### What is asked
1 – In the mailing-list message, which commit introduced the ALLOC_CMA flag?
2 – From the mailing-list message, copy the part that opens with the words containing "On Fri, May" and closes with "with your changes.".

━━ Passage provided ━━

2014-06-02 04:07:51

by Ritesh Harjani

[permalink] [raw]
Subject: Re: [PATCH v2 3/3] CMA: always treat free cma pages as non-free on watermark checking

Hi Joonsoo,

CC'ing the developer of the patch (Tomasz Stanislawski)


On Fri, May 30, 2014 at 8:16 PM, Joonsoo Kim <[email protected]> wrote:
> 2014-05-30 19:40 GMT+09:00 Ritesh Harjani <[email protected]>:
>> Hi Joonsoo,
>>
>> I think you will be loosing the benefit of below patch with your changes.
>> I am no expert here so please bear with me. I tried explaining in the
>> inline comments, let me know if I am wrong.
>>
>> commit 026b08147923142e925a7d0aaa39038055ae0156
>> Author: Tomasz Stanislawski <[email protected]>
>> Date: Wed Jun 12 14:05:02 2013 -0700
>
> Hello, Ritesh.
>
> Thanks for notifying that.
>
>>
>> On Wed, May 28, 2014 at 12:34 PM, Joonsoo Kim <[email protected]> wrote:
>>> commit d95ea5d1('cma: fix watermark checking') introduces ALLOC_CMA flag
>>> for alloc flag and treats free cma pages as free pages if this flag is
>>> passed to watermark checking. Intention of that patch is that movable page
>>> allocation can be be handled from cma reserved region without starting
>>> kswapd. Now, previous patch changes the behaviour of allocator that
>>> movable allocation uses the page on cma reserved region aggressively,
>>> so this watermark hack isn't needed anymore. Therefore remove it.

━━━
━━ Records shown ━━

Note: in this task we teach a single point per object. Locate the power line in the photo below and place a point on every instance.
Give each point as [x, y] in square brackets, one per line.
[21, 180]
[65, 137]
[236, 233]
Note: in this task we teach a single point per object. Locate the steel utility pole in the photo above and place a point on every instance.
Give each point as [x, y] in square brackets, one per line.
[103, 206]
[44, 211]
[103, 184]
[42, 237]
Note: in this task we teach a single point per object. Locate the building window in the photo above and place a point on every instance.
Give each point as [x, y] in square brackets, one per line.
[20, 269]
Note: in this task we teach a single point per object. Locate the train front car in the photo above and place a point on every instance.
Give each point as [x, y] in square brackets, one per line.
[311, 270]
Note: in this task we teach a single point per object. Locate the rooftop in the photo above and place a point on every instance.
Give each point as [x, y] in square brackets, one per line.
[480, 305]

━━━
━━ Records shown ━━

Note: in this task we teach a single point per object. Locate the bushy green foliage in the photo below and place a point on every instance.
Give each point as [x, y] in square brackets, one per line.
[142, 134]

━━━

### Task responses
1 – Commit d95ea5d1 ('cma: fix watermark checking') introduced the ALLOC_CMA flag.

2 –
On Fri, May 30, 2014 at 8:16 PM, Joonsoo Kim <[email protected]> wrote:
> 2014-05-30 19:40 GMT+09:00 Ritesh Harjani <[email protected]>:
>> Hi Joonsoo,
>>
>> I think you will be loosing the benefit of below patch with your changes.